## [EXERCISE PROMPT]
Without the pictures, can you quote each line below exactly?

## [THE RECORDS]
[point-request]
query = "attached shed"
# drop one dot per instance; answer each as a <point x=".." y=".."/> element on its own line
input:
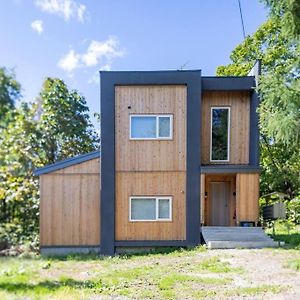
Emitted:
<point x="70" y="205"/>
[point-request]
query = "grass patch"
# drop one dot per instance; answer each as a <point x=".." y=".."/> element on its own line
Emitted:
<point x="254" y="291"/>
<point x="294" y="264"/>
<point x="175" y="284"/>
<point x="290" y="237"/>
<point x="215" y="265"/>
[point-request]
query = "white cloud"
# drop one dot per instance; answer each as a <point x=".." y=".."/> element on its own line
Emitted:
<point x="98" y="53"/>
<point x="37" y="25"/>
<point x="65" y="8"/>
<point x="69" y="62"/>
<point x="80" y="12"/>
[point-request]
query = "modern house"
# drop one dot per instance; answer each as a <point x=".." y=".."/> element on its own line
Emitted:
<point x="179" y="152"/>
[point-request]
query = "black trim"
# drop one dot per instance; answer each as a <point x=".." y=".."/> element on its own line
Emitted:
<point x="192" y="79"/>
<point x="233" y="83"/>
<point x="107" y="207"/>
<point x="67" y="163"/>
<point x="147" y="243"/>
<point x="219" y="169"/>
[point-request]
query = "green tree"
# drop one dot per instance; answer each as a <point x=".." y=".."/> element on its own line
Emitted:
<point x="10" y="92"/>
<point x="54" y="127"/>
<point x="64" y="123"/>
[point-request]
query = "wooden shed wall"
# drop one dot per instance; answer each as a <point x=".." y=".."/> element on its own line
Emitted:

## [SOLUTION TO THE EXERCISE]
[point-request]
query = "attached shed"
# drop one dot per instance; answer each as a <point x=".." y=".."/> element on its own line
input:
Emitted:
<point x="70" y="205"/>
[point-request]
query = "grass patch"
# drop one dot per instance; answer each as a <point x=".." y=".."/> element on its own line
Emitted:
<point x="254" y="291"/>
<point x="294" y="264"/>
<point x="175" y="284"/>
<point x="290" y="237"/>
<point x="215" y="265"/>
[point-request]
query = "white cloud"
# drop one dot per instance; answer each as a <point x=".." y=".."/> element on its own line
Emitted:
<point x="98" y="53"/>
<point x="37" y="25"/>
<point x="65" y="8"/>
<point x="69" y="62"/>
<point x="80" y="12"/>
[point-request]
query = "modern house"
# drop one dot per instance; answer each as a <point x=".." y=".."/> element on its own line
Emitted:
<point x="179" y="152"/>
[point-request]
query = "black trim"
# drop one dot per instance; answer each as a <point x=".." y=".."/> element on its own line
Emitted:
<point x="192" y="79"/>
<point x="233" y="83"/>
<point x="107" y="207"/>
<point x="67" y="163"/>
<point x="147" y="243"/>
<point x="219" y="169"/>
[point-request]
query = "green tree"
# drop one dot per instance; answer each as a <point x=".." y=".."/> element on its own line
Emitted:
<point x="10" y="92"/>
<point x="54" y="127"/>
<point x="64" y="123"/>
[point-request]
query = "wooden shed wall"
# drop one dot per instance; answer each as a <point x=".." y=".."/> element on its own line
Emitted:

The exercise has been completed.